During the worst times of the global economic crisis, it was gaining credibility by the hour. 

Its governor, José Darío Uribe (pictured), was labelled “practically a national hero” by Charles Calomiris of Columbia Business School in an article published by the Bank of England last year.

So how come Colombia’s president, Juan Manuel Santos, has been putting pressure on the bank to build its reserves to rein in the appreciation of the peso? 

Many people are beginning to wonder just how independent the Banco de la República really is.

Santos told the central bank should step up dollar purchases to curb the appreciation of the currency and to create “a much higher level of reserves, about $13bn higher.” 

Santos said he “would recommend to the central bank that they increase the amount they purchase on a daily basis, and I imagine they are studying that.”

Santos was kind enough to stress that such decisions have to be taken by the bank which manages the country’s $34bn in international reserves and currently buys $20m a day and that he “respects very much” the institution’s independence.

But some might question the value of those words. Leaving governor Uribe aside, out of the bank’s seven board members, the current government has four out of five directors on its side, all inherited from the previous government. 

Juan Carlos Echeverry, finance minister, also sits on the board. 

Last month he underlined the success that Peru, Colombia’s Andean neighbour, has enjoyed with greater central bank intervention in currency markets.

Since its creation in the early 1.920s the Banco de la República has undergone several reforms that have changed its objectives and degree of independence. 

Recently, the bank’s ability to run counter-cyclical monetary policy helped Colombia insulate itself from some of the worst effects of the global recession a big advance over the policies adopted in previous crises.

__THE EXERCISE__.
Reproduce the article above on Colombia's central bank word for word, in full.

Pointing dataset records
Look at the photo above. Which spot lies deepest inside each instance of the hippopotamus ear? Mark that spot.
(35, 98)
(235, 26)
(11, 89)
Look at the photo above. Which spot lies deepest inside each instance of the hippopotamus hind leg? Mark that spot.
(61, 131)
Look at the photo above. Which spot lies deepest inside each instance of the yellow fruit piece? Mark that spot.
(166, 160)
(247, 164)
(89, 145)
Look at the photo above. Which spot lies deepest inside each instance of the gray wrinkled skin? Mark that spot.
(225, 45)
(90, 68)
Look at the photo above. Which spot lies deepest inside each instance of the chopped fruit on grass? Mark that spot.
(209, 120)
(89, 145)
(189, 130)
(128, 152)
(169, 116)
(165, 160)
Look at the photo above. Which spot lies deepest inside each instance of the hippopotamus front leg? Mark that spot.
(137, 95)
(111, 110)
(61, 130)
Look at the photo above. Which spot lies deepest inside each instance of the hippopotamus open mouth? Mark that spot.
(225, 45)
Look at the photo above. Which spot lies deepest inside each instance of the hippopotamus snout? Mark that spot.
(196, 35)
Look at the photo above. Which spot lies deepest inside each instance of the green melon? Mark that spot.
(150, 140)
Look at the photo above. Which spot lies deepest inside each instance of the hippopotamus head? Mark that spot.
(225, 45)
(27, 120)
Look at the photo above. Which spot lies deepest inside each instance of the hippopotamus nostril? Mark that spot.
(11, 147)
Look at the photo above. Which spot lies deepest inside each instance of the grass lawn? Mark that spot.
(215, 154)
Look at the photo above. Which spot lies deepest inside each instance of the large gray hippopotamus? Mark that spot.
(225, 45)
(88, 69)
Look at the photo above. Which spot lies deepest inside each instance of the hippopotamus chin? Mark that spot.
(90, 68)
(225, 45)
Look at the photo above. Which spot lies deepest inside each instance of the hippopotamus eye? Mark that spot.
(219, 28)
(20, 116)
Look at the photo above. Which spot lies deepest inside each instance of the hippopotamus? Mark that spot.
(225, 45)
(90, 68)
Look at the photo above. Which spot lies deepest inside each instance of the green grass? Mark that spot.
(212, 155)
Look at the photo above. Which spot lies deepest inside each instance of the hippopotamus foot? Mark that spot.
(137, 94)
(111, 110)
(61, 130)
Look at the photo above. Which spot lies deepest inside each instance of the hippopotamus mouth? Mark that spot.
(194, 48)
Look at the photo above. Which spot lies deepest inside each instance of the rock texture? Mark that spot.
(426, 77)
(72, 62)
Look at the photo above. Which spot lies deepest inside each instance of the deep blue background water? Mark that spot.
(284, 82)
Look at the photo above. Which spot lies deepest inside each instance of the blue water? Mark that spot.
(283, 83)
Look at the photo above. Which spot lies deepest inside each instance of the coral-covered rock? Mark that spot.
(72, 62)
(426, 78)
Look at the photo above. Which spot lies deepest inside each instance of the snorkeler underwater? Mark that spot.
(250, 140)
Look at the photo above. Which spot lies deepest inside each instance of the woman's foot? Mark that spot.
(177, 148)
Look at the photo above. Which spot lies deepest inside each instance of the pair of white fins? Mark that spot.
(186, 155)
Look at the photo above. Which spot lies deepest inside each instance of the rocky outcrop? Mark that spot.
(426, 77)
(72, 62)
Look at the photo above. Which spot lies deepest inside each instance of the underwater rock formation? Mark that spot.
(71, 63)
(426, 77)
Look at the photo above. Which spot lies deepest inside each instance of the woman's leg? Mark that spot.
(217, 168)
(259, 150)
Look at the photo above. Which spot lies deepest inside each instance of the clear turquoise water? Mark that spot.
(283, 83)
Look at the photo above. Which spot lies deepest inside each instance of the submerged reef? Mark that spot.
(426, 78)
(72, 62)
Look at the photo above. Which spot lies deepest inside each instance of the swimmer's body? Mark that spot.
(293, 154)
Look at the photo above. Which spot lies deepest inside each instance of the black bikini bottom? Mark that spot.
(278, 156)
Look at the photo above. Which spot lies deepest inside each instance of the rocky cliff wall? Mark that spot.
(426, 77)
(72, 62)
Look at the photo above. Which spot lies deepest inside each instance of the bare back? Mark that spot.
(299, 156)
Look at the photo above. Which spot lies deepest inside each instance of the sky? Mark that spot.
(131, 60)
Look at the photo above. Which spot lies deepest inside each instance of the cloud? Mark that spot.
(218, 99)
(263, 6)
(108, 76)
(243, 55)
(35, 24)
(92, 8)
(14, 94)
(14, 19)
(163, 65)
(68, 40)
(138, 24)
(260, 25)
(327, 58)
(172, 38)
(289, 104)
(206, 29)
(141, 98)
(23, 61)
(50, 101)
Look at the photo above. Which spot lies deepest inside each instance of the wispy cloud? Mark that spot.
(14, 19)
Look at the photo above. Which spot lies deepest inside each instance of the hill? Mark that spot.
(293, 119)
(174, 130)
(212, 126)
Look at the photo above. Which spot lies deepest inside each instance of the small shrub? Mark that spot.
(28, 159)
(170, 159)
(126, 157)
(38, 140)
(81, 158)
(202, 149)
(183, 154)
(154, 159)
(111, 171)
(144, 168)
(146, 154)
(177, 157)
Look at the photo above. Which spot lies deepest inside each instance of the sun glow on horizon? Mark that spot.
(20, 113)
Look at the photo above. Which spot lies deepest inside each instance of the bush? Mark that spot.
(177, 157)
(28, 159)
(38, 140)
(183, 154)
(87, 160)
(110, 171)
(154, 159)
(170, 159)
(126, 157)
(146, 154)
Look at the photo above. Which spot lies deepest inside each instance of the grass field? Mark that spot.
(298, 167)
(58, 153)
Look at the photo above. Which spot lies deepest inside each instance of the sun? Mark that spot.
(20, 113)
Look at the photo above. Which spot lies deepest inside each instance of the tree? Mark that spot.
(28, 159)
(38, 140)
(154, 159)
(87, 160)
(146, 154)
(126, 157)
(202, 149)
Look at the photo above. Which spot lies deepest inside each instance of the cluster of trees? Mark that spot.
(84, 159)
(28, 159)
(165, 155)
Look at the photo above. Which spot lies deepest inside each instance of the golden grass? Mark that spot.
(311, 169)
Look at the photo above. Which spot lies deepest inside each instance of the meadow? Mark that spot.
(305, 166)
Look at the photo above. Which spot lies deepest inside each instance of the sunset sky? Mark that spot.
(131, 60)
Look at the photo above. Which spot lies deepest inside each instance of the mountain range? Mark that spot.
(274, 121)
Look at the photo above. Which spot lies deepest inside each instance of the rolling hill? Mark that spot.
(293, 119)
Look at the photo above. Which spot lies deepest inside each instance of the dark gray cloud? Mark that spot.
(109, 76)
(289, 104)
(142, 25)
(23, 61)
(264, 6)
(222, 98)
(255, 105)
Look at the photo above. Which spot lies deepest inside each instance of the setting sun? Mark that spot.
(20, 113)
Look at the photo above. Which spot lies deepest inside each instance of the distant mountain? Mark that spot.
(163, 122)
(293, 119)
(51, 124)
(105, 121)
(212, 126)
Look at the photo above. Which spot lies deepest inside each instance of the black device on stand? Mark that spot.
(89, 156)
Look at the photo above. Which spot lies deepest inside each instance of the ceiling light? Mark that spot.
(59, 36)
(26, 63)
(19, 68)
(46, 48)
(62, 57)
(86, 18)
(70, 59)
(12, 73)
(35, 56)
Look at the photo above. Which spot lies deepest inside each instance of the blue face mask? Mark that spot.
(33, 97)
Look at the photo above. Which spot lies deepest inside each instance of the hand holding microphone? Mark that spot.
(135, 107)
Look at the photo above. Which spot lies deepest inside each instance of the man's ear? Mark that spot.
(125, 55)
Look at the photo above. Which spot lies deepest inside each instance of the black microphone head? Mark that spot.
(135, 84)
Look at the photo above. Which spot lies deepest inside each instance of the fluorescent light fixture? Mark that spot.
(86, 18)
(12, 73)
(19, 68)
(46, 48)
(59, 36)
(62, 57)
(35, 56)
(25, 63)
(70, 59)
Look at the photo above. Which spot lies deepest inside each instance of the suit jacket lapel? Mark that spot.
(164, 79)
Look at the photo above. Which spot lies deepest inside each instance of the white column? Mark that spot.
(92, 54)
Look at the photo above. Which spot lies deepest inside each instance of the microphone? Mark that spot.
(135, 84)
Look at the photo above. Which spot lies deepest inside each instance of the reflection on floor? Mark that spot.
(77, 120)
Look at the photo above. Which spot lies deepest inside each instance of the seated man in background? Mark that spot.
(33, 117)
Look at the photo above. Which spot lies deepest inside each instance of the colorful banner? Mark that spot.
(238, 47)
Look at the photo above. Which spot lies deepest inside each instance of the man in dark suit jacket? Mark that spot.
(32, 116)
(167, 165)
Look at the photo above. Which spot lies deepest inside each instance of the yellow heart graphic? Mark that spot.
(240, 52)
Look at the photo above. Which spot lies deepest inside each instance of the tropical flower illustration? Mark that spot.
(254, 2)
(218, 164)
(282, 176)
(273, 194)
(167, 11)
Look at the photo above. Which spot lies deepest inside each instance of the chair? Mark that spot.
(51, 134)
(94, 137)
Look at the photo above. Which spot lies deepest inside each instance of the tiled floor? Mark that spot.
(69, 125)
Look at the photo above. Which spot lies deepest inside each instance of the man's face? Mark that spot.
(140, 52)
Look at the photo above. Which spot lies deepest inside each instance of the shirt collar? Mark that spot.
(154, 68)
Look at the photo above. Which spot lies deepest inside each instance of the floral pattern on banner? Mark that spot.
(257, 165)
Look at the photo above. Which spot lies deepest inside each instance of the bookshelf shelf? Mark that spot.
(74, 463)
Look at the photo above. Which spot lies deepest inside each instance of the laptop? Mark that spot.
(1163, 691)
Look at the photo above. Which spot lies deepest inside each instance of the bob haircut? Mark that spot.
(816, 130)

__SOLUTION__.
During the worst times of the global economic crisis, it was gaining credibility by the hour. 

Its governor, José Darío Uribe (pictured), was labelled “practically a national hero” by Charles Calomiris of Columbia Business School in an article published by the Bank of England last year.

So how come Colombia’s president, Juan Manuel Santos, has been putting pressure on the bank to build its reserves to rein in the appreciation of the peso? 

Many people are beginning to wonder just how independent the Banco de la República really is.

Santos told the central bank should step up dollar purchases to curb the appreciation of the currency and to create “a much higher level of reserves, about $13bn higher.” 

Santos said he “would recommend to the central bank that they increase the amount they purchase on a daily basis, and I imagine they are studying that.”

Santos was kind enough to stress that such decisions have to be taken by the bank which manages the country’s $34bn in international reserves and currently buys $20m a day and that he “respects very much” the institution’s independence.

But some might question the value of those words. Leaving governor Uribe aside, out of the bank’s seven board members, the current government has four out of five directors on its side, all inherited from the previous government. 

Juan Carlos Echeverry, finance minister, also sits on the board. 

Last month he underlined the success that Peru, Colombia’s Andean neighbour, has enjoyed with greater central bank intervention in currency markets.

Since its creation in the early 1.920s the Banco de la República has undergone several reforms that have changed its objectives and degree of independence. 

Recently, the bank’s ability to run counter-cyclical monetary policy helped Colombia insulate itself from some of the worst effects of the global recession a big advance over the policies adopted in previous crises.